TEXT TO READ »
In civil actions seeking a foreclosure or seizure of property, a party requesting this relief is frequently required to engage in due diligence to determine who may claim an interest in the property by reviewing public records concerning the property and sometimes by a physical inspection of the property that would reveal a possible interest in the property of a tenant or other person.

Due diligence is also a concept found in the civil litigation concept of a statute of limitations. Frequently, a statute of limitations begins to run against a plaintiff when that plaintiff knew or should have known had that plaintiff investigated the matter with due diligence that the plaintiff had a claim against a defendant. In this context, the term “due diligence” determines the scope of a party's constructive knowledge, upon receiving notice of facts sufficient to constitute “inquiry notice” that alerts a would-be plaintiff that further investigation might reveal a cause of action.

Criminal law 
In criminal law, due diligence is the only available defense to a crime that is one of strict liability (i.e., a crime that only requires an actus reus and no mens rea). Once the criminal offence is proven, the defendant must prove on balance that they did everything possible to prevent the act from happening. It is not enough that they took the normal standard of care in their industry – they must show that they took every reasonable precaution.

Due diligence is also used in criminal law to describe the scope of the duty of a prosecutor, to take efforts to turn over potentially exculpatory evidence, to (accused) criminal defendants.

REQUIRED WORK »
(A) Answer these questions using the text on due diligence:
(i) In actions seeking foreclosure or seizure of property, what could a physical inspection of the property reveal?
(ii) In criminal law, due diligence is the only available defense to what kind of crime?
(iii) What kind of evidence must a prosecutor make efforts to turn over to criminal defendants?
(B) Repeat a passage from the text on due diligence word for word, beginning at the words "Due diligence is also a" and stopping after "cause of action.".

ENTRIES »

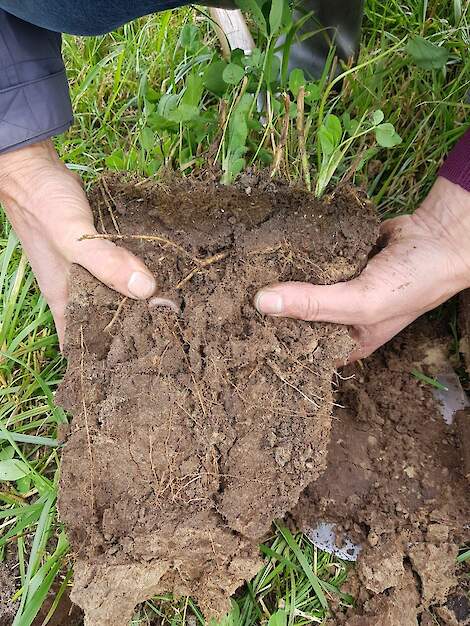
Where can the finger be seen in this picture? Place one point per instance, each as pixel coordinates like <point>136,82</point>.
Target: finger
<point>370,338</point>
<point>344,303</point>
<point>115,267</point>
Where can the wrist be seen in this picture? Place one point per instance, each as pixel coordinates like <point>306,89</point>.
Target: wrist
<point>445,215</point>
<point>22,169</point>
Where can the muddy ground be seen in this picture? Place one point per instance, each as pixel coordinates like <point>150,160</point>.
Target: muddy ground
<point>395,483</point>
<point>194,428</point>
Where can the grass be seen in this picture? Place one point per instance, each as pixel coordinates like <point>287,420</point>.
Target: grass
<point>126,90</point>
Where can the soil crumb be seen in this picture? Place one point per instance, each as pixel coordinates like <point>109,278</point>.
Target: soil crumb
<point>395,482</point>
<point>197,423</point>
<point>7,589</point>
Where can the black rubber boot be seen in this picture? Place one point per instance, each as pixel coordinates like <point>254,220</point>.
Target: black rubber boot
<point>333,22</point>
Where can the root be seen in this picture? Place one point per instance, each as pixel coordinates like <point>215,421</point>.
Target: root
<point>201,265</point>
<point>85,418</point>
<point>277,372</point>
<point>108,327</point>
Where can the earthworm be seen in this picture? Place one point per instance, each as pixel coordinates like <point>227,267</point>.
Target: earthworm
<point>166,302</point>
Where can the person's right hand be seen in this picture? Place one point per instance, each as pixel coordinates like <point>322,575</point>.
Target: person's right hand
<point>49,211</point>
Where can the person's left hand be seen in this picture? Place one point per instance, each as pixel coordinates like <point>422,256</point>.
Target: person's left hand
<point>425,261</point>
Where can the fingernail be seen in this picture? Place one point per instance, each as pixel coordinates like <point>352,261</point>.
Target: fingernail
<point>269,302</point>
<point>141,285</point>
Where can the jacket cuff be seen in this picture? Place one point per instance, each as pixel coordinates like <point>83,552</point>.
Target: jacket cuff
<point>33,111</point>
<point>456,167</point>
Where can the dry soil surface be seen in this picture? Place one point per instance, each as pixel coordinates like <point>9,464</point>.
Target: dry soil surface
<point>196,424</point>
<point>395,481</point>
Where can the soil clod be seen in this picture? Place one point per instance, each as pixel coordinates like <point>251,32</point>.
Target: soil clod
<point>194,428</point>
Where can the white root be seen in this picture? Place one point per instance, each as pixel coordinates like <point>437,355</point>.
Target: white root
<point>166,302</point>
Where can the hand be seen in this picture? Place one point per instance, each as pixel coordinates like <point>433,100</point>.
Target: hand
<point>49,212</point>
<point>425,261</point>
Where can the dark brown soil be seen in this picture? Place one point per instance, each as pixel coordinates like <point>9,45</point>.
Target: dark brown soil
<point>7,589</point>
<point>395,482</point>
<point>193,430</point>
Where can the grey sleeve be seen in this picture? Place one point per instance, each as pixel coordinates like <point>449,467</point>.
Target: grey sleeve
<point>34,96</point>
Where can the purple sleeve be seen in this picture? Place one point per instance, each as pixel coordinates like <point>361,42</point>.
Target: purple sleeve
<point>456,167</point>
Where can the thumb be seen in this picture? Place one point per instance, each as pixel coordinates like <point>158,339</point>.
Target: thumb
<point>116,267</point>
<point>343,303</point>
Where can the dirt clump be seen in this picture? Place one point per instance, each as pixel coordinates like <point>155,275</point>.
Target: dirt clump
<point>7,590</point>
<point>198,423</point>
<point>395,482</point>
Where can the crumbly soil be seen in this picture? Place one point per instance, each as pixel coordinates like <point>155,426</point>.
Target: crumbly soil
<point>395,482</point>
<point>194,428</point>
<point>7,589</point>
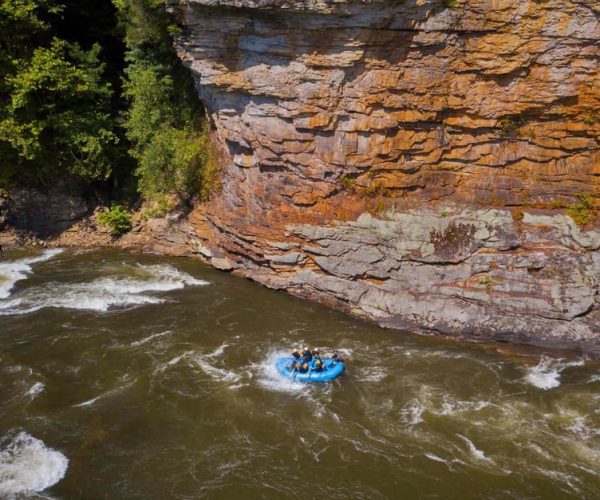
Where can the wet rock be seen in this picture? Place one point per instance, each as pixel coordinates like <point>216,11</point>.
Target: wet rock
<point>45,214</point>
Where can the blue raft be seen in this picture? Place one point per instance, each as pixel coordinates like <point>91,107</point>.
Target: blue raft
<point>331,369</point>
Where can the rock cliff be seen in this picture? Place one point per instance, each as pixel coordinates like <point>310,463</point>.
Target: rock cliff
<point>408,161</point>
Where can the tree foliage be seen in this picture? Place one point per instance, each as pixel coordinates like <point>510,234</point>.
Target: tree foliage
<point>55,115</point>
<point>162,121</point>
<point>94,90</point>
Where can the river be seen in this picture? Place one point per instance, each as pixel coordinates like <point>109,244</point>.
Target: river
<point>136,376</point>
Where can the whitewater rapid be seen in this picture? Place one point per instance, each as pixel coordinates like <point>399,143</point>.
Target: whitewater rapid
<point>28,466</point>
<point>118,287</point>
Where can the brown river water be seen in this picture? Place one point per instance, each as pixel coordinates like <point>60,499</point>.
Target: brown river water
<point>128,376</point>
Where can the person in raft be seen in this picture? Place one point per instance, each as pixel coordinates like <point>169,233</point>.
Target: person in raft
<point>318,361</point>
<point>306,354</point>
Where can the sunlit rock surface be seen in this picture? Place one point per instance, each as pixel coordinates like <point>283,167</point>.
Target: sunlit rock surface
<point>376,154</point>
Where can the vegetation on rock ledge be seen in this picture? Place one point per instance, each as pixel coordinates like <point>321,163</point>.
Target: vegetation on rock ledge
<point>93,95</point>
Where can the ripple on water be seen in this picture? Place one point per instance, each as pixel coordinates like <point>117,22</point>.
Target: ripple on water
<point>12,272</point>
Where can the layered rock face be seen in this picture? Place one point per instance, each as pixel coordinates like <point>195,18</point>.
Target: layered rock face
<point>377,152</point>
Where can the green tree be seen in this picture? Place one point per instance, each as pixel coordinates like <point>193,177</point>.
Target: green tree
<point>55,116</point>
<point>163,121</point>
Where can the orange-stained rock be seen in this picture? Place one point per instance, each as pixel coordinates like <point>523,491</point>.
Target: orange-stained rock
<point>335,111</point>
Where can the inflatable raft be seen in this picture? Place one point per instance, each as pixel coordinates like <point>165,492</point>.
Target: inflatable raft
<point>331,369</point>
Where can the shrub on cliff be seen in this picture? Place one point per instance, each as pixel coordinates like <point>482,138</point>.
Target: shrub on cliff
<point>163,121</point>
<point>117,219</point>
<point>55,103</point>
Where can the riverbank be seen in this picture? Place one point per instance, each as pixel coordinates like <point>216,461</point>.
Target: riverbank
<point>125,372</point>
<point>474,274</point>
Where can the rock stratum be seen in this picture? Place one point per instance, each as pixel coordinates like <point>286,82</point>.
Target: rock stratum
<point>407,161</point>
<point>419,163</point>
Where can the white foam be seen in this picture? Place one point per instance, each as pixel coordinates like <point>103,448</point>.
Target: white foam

ANSWERS TO THE TASKS »
(A)
(i) A possible interest in the property of a tenant or other person.
(ii) A crime of strict liability, one that requires only an actus reus and no mens rea.
(iii) Potentially exculpatory evidence.

(B)
Due diligence is also a concept found in the civil litigation concept of a statute of limitations. Frequently, a statute of limitations begins to run against a plaintiff when that plaintiff knew or should have known had that plaintiff investigated the matter with due diligence that the plaintiff had a claim against a defendant. In this context, the term “due diligence” determines the scope of a party's constructive knowledge, upon receiving notice of facts sufficient to constitute “inquiry notice” that alerts a would-be plaintiff that further investigation might reveal a cause of action.